■ DOCUMENT PASSAGE

============================================================

---
name: Data Incident Response
description: Procedures and playbooks for responding to data quality incidents, data loss, corruption, and pipeline failures.
---

# Data Incident Response

## Overview

Data Incident Response is the process of detecting, triaging, and resolving issues related to data quality, availability, or integrity. Unlike application incidents, data incidents can have long-lasting impacts on analytics, ML models, and business decisions.

**Core Principle**: "Bad data is worse than no data. Detect fast, respond faster, prevent recurrence."

============================================================

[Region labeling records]
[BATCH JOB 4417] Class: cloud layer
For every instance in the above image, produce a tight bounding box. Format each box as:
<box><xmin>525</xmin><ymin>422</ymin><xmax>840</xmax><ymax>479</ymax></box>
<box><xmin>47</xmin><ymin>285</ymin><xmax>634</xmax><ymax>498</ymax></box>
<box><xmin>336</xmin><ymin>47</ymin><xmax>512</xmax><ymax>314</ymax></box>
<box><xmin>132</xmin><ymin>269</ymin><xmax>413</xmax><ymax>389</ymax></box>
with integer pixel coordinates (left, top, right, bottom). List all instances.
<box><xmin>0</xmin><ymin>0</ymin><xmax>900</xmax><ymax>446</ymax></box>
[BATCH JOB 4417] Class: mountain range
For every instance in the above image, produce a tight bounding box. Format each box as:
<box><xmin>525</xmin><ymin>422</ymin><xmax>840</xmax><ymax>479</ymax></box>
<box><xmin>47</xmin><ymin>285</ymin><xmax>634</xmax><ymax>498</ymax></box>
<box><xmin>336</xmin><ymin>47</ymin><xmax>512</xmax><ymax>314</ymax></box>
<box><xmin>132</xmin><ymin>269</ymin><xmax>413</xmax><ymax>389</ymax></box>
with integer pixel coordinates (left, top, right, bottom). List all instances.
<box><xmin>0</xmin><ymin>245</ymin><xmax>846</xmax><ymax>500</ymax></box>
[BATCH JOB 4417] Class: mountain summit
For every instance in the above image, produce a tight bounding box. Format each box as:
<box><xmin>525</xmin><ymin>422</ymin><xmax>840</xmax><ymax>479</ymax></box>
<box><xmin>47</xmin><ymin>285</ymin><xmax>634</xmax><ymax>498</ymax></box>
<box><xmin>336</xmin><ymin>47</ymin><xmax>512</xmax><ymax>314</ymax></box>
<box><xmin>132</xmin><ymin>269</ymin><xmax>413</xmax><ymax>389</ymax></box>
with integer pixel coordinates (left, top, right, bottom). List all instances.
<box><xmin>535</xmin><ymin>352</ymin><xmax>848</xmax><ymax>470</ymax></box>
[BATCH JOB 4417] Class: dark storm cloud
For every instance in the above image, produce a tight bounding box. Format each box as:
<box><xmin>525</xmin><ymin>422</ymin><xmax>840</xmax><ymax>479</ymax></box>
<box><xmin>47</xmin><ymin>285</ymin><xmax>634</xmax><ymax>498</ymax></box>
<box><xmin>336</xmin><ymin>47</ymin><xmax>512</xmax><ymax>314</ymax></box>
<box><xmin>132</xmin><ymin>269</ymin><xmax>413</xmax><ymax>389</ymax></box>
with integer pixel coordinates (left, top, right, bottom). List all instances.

============================================================

Transcribe the full data incident response document from above, keeping every line, symbol, and word unchanged.

■ COMPLETE RESPONSE
---
name: Data Incident Response
description: Procedures and playbooks for responding to data quality incidents, data loss, corruption, and pipeline failures.
---

# Data Incident Response

## Overview

Data Incident Response is the process of detecting, triaging, and resolving issues related to data quality, availability, or integrity. Unlike application incidents, data incidents can have long-lasting impacts on analytics, ML models, and business decisions.

**Core Principle**: "Bad data is worse than no data. Detect fast, respond faster, prevent recurrence."